%%

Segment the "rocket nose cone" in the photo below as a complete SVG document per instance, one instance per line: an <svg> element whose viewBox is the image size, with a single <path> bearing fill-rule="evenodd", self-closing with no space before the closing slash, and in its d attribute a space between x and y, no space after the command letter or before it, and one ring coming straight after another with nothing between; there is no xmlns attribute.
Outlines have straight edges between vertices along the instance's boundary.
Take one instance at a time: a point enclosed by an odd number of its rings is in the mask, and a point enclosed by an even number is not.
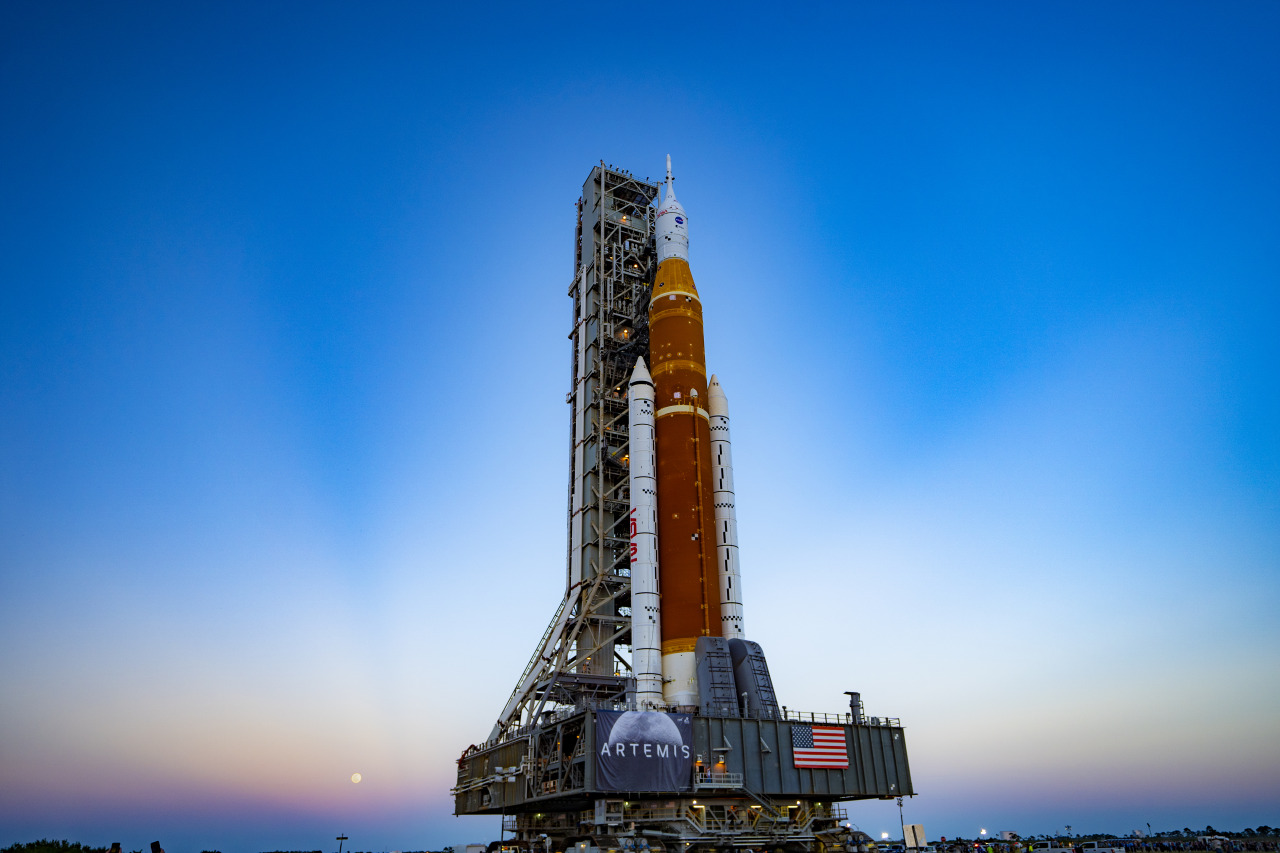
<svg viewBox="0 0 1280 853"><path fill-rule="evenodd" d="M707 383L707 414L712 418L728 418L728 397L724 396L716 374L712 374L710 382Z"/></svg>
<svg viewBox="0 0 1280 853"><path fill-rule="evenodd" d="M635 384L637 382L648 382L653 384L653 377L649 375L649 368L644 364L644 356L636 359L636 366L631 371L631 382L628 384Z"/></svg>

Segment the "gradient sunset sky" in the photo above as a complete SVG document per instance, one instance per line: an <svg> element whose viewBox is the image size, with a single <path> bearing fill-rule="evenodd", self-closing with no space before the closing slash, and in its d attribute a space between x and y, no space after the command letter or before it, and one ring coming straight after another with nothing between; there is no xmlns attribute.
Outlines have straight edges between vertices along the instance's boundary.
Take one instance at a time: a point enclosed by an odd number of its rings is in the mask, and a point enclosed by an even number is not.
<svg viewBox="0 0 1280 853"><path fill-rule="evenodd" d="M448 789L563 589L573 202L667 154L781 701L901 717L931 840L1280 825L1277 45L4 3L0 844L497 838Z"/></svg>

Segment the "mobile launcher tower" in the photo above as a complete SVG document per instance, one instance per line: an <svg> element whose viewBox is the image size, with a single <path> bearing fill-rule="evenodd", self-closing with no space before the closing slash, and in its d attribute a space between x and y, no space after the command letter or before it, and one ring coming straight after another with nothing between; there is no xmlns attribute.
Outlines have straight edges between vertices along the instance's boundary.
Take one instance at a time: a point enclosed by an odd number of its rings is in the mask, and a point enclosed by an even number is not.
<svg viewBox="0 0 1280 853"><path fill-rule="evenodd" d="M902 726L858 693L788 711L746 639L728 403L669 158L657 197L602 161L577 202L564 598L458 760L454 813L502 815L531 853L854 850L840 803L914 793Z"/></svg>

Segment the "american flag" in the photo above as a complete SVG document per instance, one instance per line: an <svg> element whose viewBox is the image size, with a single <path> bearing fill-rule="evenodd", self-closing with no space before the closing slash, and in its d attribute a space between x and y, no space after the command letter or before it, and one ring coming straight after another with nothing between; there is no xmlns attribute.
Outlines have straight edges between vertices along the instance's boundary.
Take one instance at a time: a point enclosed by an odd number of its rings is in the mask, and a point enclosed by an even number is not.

%%

* **DIRECTIVE**:
Count the lines of the records above that contain the string "space", treating uppercase and lowercase as different. Reply with the number only.

* **TASK RESPONSE**:
4